» **Exercise details**: Repeat each record below exactly, dropping the pictures.

» **Given records**:

>> BEGIN

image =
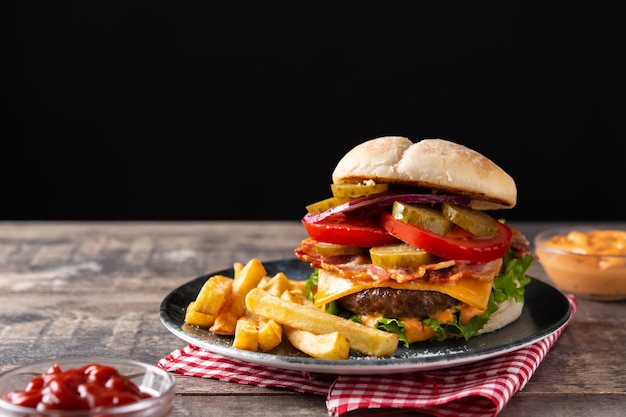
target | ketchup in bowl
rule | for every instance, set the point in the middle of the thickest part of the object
(91, 386)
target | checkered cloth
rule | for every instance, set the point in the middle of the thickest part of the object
(477, 389)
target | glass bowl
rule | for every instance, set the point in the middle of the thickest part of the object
(156, 382)
(589, 262)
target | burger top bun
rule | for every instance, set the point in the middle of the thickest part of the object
(435, 164)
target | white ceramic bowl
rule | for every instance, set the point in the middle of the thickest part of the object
(585, 265)
(156, 382)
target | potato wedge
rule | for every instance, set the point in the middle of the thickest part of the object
(362, 338)
(248, 278)
(277, 284)
(246, 334)
(213, 294)
(270, 335)
(197, 318)
(333, 346)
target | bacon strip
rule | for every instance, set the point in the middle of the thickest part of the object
(360, 267)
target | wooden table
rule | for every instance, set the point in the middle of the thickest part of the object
(96, 287)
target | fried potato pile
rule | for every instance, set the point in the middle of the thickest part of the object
(259, 311)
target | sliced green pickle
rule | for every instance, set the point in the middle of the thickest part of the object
(399, 256)
(357, 190)
(423, 216)
(331, 249)
(325, 204)
(476, 222)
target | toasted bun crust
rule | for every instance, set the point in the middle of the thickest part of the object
(436, 164)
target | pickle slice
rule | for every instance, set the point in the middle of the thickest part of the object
(357, 190)
(399, 256)
(331, 249)
(423, 216)
(476, 222)
(325, 204)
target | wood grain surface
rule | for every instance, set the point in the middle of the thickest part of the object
(76, 288)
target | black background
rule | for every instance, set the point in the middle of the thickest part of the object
(159, 110)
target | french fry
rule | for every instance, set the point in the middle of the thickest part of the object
(246, 334)
(362, 338)
(291, 296)
(270, 334)
(277, 284)
(248, 278)
(237, 267)
(333, 345)
(213, 294)
(197, 318)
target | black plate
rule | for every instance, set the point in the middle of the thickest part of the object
(545, 311)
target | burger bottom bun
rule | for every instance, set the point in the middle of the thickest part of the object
(506, 313)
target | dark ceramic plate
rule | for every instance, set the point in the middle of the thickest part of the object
(545, 311)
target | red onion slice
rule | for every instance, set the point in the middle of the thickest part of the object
(386, 200)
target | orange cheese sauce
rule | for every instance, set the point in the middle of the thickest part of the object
(594, 267)
(593, 242)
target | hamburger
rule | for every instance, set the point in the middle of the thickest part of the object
(407, 242)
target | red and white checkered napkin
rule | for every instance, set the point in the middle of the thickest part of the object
(478, 389)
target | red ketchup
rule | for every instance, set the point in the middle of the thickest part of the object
(92, 386)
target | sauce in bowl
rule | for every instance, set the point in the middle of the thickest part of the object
(590, 263)
(89, 387)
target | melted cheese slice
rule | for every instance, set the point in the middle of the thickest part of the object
(474, 292)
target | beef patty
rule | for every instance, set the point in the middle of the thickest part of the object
(396, 303)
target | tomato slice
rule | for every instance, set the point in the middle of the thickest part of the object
(458, 244)
(352, 231)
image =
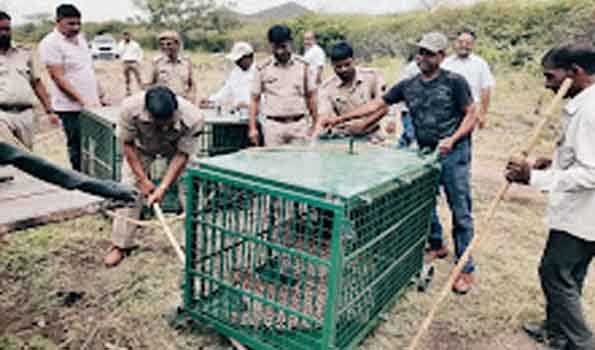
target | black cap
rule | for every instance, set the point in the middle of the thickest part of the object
(161, 102)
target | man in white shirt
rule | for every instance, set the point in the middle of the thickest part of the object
(73, 85)
(570, 182)
(236, 90)
(314, 55)
(475, 70)
(131, 55)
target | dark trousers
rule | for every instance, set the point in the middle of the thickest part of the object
(72, 129)
(562, 271)
(455, 179)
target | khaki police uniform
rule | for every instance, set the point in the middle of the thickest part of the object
(17, 73)
(283, 89)
(156, 147)
(339, 98)
(176, 75)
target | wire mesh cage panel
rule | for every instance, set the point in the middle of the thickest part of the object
(101, 154)
(222, 134)
(304, 248)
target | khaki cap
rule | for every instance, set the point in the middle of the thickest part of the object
(170, 34)
(239, 50)
(433, 41)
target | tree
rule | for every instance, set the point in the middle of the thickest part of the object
(183, 15)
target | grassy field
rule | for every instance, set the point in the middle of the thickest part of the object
(55, 292)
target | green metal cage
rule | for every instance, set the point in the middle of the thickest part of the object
(102, 157)
(304, 248)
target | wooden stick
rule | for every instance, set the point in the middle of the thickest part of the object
(489, 214)
(168, 232)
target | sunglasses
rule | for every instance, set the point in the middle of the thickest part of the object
(426, 52)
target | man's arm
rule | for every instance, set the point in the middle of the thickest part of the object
(467, 125)
(254, 110)
(374, 118)
(42, 93)
(130, 150)
(374, 106)
(486, 94)
(191, 85)
(56, 72)
(313, 107)
(175, 169)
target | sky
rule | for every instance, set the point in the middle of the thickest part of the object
(99, 10)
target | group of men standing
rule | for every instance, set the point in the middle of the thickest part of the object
(445, 99)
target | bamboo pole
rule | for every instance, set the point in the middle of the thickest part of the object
(531, 143)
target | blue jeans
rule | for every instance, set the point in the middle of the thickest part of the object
(407, 134)
(455, 180)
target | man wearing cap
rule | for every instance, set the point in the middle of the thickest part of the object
(237, 86)
(443, 115)
(131, 55)
(288, 92)
(73, 85)
(314, 55)
(351, 87)
(20, 81)
(475, 69)
(173, 70)
(152, 126)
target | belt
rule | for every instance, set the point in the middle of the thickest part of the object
(286, 119)
(14, 108)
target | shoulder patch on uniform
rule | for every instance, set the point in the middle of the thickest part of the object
(300, 59)
(367, 70)
(262, 65)
(329, 82)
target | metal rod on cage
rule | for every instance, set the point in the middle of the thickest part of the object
(531, 143)
(174, 243)
(168, 232)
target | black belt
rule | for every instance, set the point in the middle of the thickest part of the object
(14, 108)
(284, 119)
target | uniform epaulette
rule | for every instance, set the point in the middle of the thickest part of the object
(300, 59)
(367, 70)
(329, 82)
(262, 65)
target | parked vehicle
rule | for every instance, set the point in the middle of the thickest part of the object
(104, 46)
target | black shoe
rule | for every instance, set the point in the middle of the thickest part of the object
(536, 331)
(539, 333)
(557, 342)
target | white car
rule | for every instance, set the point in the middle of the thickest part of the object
(105, 47)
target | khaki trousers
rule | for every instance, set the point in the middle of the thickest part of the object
(123, 232)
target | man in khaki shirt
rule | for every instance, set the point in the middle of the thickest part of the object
(153, 126)
(350, 88)
(172, 70)
(20, 82)
(288, 92)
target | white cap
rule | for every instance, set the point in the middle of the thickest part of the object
(239, 50)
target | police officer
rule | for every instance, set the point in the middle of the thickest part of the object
(349, 88)
(153, 126)
(287, 89)
(19, 83)
(172, 70)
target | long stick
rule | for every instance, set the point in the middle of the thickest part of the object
(488, 217)
(168, 233)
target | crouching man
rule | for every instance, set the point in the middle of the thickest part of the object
(153, 126)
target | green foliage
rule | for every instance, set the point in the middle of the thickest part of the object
(510, 32)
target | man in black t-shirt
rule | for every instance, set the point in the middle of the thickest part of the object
(441, 109)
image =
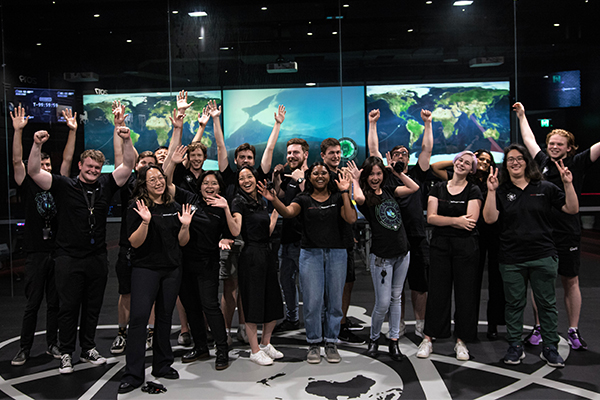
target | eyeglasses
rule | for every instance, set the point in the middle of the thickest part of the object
(512, 160)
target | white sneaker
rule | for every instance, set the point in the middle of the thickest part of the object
(425, 349)
(419, 325)
(261, 358)
(462, 353)
(402, 328)
(241, 334)
(272, 352)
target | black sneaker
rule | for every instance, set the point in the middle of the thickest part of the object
(514, 354)
(54, 351)
(286, 325)
(347, 337)
(21, 357)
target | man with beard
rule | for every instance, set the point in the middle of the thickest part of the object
(566, 227)
(289, 183)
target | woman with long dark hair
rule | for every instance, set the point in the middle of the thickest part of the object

>> END

» **Complete answer**:
image =
target | ketchup in bowl
rule | for every instance, set the point in the middle of the thickest part of the object
(91, 386)
target | checkered cloth
rule | for every instance, set the point in the middle of the thickest part of the object
(477, 389)
target | glass bowl
rule | for every instance, set the point in the middle of the thickest part of the object
(156, 382)
(589, 262)
target | burger top bun
rule | for every instance, set the point in the middle of the thickest part of the object
(435, 164)
target | white ceramic bowl
rule | for every instance, set the point in the middle of the thickest part of the object
(585, 265)
(156, 382)
target | potato wedge
rule | for every instance, set the point in the middle of the thickest part of the object
(362, 338)
(248, 278)
(277, 284)
(246, 334)
(213, 294)
(270, 335)
(197, 318)
(333, 346)
target | bacon strip
rule | for every instance, set the point in the middle of the thickest part of the object
(360, 267)
target | wooden table
rule | for every instance, set the point in the middle of the thickest part of the object
(96, 287)
target | fried potato pile
rule | for every instance, set the point in the middle of the thickest part of the object
(259, 311)
target | sliced green pickle
rule | for every instance, set the point in the middle of the thickest part of the object
(399, 256)
(357, 190)
(423, 216)
(331, 249)
(325, 204)
(476, 222)
target | toasted bun crust
rule | for every instance, set the point in the middle of the thickest part of the object
(436, 164)
target | pickle slice
rule | for every instance, set the point in the middle of the thickest part of the object
(357, 190)
(399, 256)
(331, 249)
(423, 216)
(476, 222)
(325, 204)
target | wood grain surface
rule | for every instance, set the point in the middle of the thickest part of the object
(76, 288)
target | black background
rule | for every instance, set the point in the middle of the thickest part of the object
(159, 110)
target | french fry
rule | for every instance, set the point in the middle of the thickest part of the object
(246, 334)
(362, 338)
(291, 296)
(270, 334)
(277, 284)
(248, 278)
(237, 267)
(333, 345)
(213, 294)
(197, 318)
target | black plate
rule | for every instance, set the point in the middle of the thickest part of the object
(545, 311)
target | burger bottom bun
rule | for every instance, set the point in the middle of the thickest part of the object
(506, 313)
target | dark ceramic plate
rule | for every instance, set the point in the middle of the thickest part of the object
(545, 311)
target | red onion slice
rule | for every instance, set the point in the middle of the thickest part of the object
(386, 200)
target | orange cheese sauce
rule | for every instance, set the point in the middle of the thickest part of the object
(594, 267)
(593, 242)
target | hamburger
rule | for every instance, set the point in the middle of the thickest part of the object
(407, 242)
target | red and white checkered napkin
rule | for every instance, set the point in the middle of the thickest part of the object
(478, 389)
target | red ketchup
rule | for every instance, set the point in the middle of the thickest part of the object
(92, 386)
target | sauce in bowl
rule | for every instance, set the point in the middle of the thickest part of the object
(590, 263)
(89, 387)
target | melted cheese slice
rule | for every instance, set the point in the middle of the thickest part of the object
(474, 292)
target | beef patty
rule | for every instance, set the point in the middle of the thickest part of the object
(396, 303)
target | tomato slice
rule | for every instance, set the point in the middle of the thickest part of the object
(458, 244)
(352, 231)
image =
target | black cap
rule | for every instance, set the point in the middle of the thickest part of the object
(161, 102)
target | man in white shirt
rule | for every instance, set the point in the middle of the thickest part of the object
(73, 85)
(570, 182)
(236, 90)
(314, 55)
(475, 70)
(131, 55)
target | dark trousers
rule | for every instance, set the point in the middle of the thickest part of the object
(72, 129)
(562, 271)
(455, 179)
target | khaki police uniform
rule | for every instance, set the point in the middle of the thickest part of the object
(17, 73)
(283, 89)
(156, 147)
(339, 98)
(176, 75)
target | wire mesh cage panel
rule | for every instance, set the point in the middle of the thickest part of the object
(101, 154)
(222, 134)
(304, 248)
target | khaki cap
rule | for every instance, set the point in the middle of the thickest part of the object
(170, 34)
(239, 50)
(433, 41)
target | tree
rule | for every instance, set the point in the middle of the thickest part of the object
(183, 15)
target | grassy field
rule | for every instance, set the point in the middle of the thickest part of the object
(55, 292)
target | green metal cage
rule | for every instance, set the point in the middle of the thickest part of the object
(102, 157)
(304, 248)
target | wooden stick
rule | for every instance, set the point in the middle of the thickest part of the object
(489, 214)
(168, 232)
target | sunglasses
rule | for every instance, set the point in the middle of the thickest part of the object
(426, 52)
target | man's arm
rule | for every instance, set the point in the middle of the thickest part of the object
(467, 125)
(254, 110)
(374, 118)
(42, 93)
(130, 150)
(374, 106)
(486, 94)
(191, 85)
(56, 72)
(313, 107)
(175, 169)
target | sky
rule | for every instance, set the point in the middle of the thickest part of the object
(99, 10)
target | group of men standing
rule | for every instance, set the point in the middle of the thickest part of the object
(445, 99)
target | bamboo pole
rule | for every instance, set the point in the middle of the thickest part of the object
(531, 143)
target | blue jeans
rule | for every instance, set the point in the middle of the thickest part of the object
(407, 134)
(455, 180)
target | man wearing cap
rule | for every instance, set the point in the middle of the thickest part of the object
(237, 86)
(443, 115)
(131, 55)
(288, 92)
(73, 85)
(314, 55)
(351, 87)
(20, 81)
(475, 69)
(173, 70)
(152, 126)
target | belt
rule | for every instance, set the point in the middle of the thickest part of the object
(286, 119)
(14, 108)
target | shoulder patch on uniform
rule | for every instance, set the point in the middle of the thickest part of the object
(300, 59)
(367, 70)
(262, 65)
(329, 82)
target | metal rod on cage
rule | for every instance, set the point in the middle of the thickest part of the object
(531, 143)
(174, 243)
(168, 232)
target | black belt
rule | for every instance, set the point in the middle of the thickest part of the object
(14, 108)
(284, 119)
target | uniform epaulette
rule | for every instance, set the point in the middle of the thickest part of the object
(300, 59)
(367, 70)
(329, 82)
(262, 65)
target | parked vehicle
rule | for every instance, set the point in the middle of the thickest part of the object
(104, 46)
target | black shoe
rule | for every instance, set the point in the middle of the thickest part of the object
(536, 331)
(539, 333)
(557, 342)
target | white car
rule | for every instance, set the point in the middle of the thickest part of the object
(105, 47)
target | khaki trousers
rule | for every instance, set the point in the middle of the thickest part of the object
(123, 232)
target | man in khaki shirt
rule | for every instance, set the point in the middle of the thickest part of the object
(153, 126)
(350, 88)
(172, 70)
(20, 82)
(288, 92)
target | white cap
rule | for every instance, set the point in the middle of the thickest part of the object
(239, 50)
target | police officer
rule | for every instance, set the point in the middle of the thickest part of the object
(349, 88)
(153, 126)
(287, 89)
(19, 83)
(172, 70)
target | long stick
rule | for every instance, set the point in the middle of the thickest part of the object
(488, 217)
(168, 233)
target | crouching man
rule | for every instance, set the point in the middle of the thickest part of the object
(153, 126)
target | green foliage
rule | for every instance, set the point in the middle of the thickest part of the object
(510, 32)
target | man in black t-shirt
rule | for every instance, set the point in the middle of the thickest part of the object
(441, 109)
image =
target | eyeglasses
rule | for every instance, set the point in the middle of the thickest part of the object
(512, 160)
target | white sneaker
rule | for every instance, set the point in the middle of the thickest part of the object
(425, 349)
(419, 325)
(261, 358)
(462, 353)
(402, 328)
(241, 334)
(272, 352)
target | black sneaker
rule | for every instance, set the point in the middle of the thickest part of the object
(514, 354)
(54, 351)
(286, 325)
(347, 337)
(21, 357)
target | man with beard
rule | for every instance, set the point in the middle of the thickest part of the object
(566, 227)
(289, 183)
target | woman with long dark hair
rule | for every instance, set the point in the middle of the thickest part of the object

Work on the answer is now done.